» Short task 1
From the rows, give the part that opens with the line containing "of the bouquet" and runs through the end of the rows as a Markdown table with two columns, No. and Line, leaving out blank lines.
— Begin Supplied text —
Turkish President Recep Tayyip Erdogan, his Azeri counterpart Ilham Aliyev and Armenian Premier Nikol Pashinyan gathered on the sidelines of the European Political Community summit. The leaders “talked for a while in the foyer area,” an official Turkish statement said. An image released by Turkey’s official communication director showed Aliyev and Erdogan facing each other with Pashinyan sitting in the middle at a table along with other officials, including Turkish Foreign Minister Mevlut Cavusoglu.

Erdogan and Pashinyan also held a bilateral meeting on the sidelines of the meeting, the directorate added. The meeting marked the first of its kind after years when the normalization process between Ankara and Yerevan broke up 13 years ago.

The talks came after rekindled clashes between Armenia and Azerbaijan last month over the conflicted Nagorno-Karabakh region. The clashes continued for days amid mutual recriminations from Baku and Yerevan, leaving at least 150 deaths on both sides.

Ankara openly sided with Azerbaijan during the conflict despite ongoing normalization talks between Ankara and Yerevan aiming to establish diplomatic relations between the two neighbors.

After blaming Armenian “violations” and its “aggressive behaviors” for the clashes, Erdogan took a more constructive tone. “We believe it is possible to sign a comprehensive peace agreement between the two countries as soon as possible,” he stated during his address to the UN General Assembly.

Ankara-Yerevan normalization talks became possible after Azerbaijan’s decisive victory against Armenia in the 2020 Nagorno-Karabakh dispute, as Erdogan linked a potential normalization with Armenia to the settlement of the Nagorno-Karabakh conflict.

Turkey recognized Armenia after its independence from the Soviet Union in 1991 but stopped short of setting up diplomatic relations. The fresh rounds of normalization talks come as part of Ankara’s effort to mend ties with its former regional rivals in a bid to overcome its isolation in the region. As part of the talks, the charter flights between the countries have resumed, and the land border — which Ankara sealed off in 1993 in solidarity with Baku — has been opened to third-country nationals.

Pashinyan and Aliyev also gathered in a four-way meeting with French President Emmanuel Macron and European Council President Charles Michel on the sidelines of the summit.
— End Supplied text —
— Begin Data entries —
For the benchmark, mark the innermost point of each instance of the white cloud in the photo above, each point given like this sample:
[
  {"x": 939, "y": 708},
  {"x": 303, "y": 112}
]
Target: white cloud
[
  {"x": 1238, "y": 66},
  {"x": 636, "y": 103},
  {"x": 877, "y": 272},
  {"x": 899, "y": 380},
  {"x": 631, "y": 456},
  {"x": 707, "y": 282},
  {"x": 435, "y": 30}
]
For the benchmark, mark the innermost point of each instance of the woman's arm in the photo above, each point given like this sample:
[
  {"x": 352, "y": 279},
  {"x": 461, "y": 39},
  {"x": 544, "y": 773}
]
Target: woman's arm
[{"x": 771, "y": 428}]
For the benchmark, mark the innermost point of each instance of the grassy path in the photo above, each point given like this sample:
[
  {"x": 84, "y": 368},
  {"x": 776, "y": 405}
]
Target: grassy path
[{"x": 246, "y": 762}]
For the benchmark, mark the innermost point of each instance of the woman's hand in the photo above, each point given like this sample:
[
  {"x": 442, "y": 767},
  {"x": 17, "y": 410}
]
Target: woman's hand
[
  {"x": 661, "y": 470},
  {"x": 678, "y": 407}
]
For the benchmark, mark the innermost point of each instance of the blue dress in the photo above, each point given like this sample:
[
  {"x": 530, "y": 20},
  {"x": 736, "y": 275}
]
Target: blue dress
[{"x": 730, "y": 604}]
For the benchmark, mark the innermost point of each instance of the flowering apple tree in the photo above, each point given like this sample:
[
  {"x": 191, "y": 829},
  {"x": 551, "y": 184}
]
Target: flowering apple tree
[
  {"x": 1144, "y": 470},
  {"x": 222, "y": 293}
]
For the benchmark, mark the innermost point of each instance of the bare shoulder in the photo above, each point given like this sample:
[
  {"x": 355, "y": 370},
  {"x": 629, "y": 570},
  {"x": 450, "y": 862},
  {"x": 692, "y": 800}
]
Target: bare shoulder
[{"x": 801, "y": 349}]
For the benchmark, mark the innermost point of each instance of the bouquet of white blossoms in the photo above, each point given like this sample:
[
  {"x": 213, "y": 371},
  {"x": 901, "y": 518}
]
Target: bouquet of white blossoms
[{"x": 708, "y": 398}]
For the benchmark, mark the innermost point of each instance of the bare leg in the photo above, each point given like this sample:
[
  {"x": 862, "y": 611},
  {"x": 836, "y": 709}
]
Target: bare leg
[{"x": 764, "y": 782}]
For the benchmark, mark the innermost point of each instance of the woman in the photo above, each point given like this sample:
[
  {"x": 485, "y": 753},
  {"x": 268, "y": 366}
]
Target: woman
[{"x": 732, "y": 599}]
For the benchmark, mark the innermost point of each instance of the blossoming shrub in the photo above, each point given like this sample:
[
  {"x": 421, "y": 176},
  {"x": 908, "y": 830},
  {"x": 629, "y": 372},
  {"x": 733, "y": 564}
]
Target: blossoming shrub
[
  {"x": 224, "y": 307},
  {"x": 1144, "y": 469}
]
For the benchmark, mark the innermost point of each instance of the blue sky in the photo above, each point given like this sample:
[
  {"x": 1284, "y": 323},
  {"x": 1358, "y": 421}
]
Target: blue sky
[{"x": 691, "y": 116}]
— End Data entries —
» Short task 2
Using the article on the Erdogan, Aliyev and Pashinyan meeting, answer:
(a) How many years ago did the normalization process between Ankara and Yerevan break up?
(b) In what year did Ankara seal off the land border with Armenia?
(c) How many deaths did last month's clashes leave on both sides, at minimum?

» Complete output 1
| No. | Line |
|---|---|
| 1 | For the benchmark, mark the innermost point of each instance of the bouquet of white blossoms in the photo above, each point given like this sample: |
| 2 | [ |
| 3 |   {"x": 213, "y": 371}, |
| 4 |   {"x": 901, "y": 518} |
| 5 | ] |
| 6 | Target: bouquet of white blossoms |
| 7 | [{"x": 708, "y": 398}] |
| 8 | For the benchmark, mark the innermost point of each instance of the bare leg in the photo above, each point given like this sample: |
| 9 | [ |
| 10 |   {"x": 862, "y": 611}, |
| 11 |   {"x": 836, "y": 709} |
| 12 | ] |
| 13 | Target: bare leg |
| 14 | [{"x": 764, "y": 782}] |
| 15 | For the benchmark, mark the innermost point of each instance of the woman in the photo above, each point given like this sample: |
| 16 | [ |
| 17 |   {"x": 485, "y": 753}, |
| 18 |   {"x": 268, "y": 366} |
| 19 | ] |
| 20 | Target: woman |
| 21 | [{"x": 732, "y": 599}] |
| 22 | For the benchmark, mark the innermost point of each instance of the blossoming shrub in the photo above, each point given like this sample: |
| 23 | [ |
| 24 |   {"x": 421, "y": 176}, |
| 25 |   {"x": 908, "y": 830}, |
| 26 |   {"x": 629, "y": 372}, |
| 27 |   {"x": 733, "y": 564} |
| 28 | ] |
| 29 | Target: blossoming shrub |
| 30 | [ |
| 31 |   {"x": 224, "y": 307}, |
| 32 |   {"x": 1144, "y": 469} |
| 33 | ] |
| 34 | For the benchmark, mark the innermost point of each instance of the blue sky in the photo above, each point given like this sample: |
| 35 | [ |
| 36 |   {"x": 1284, "y": 323}, |
| 37 |   {"x": 1358, "y": 421} |
| 38 | ] |
| 39 | Target: blue sky |
| 40 | [{"x": 691, "y": 116}] |

» Complete output 2
(a) 13 years ago
(b) 1993
(c) At least 150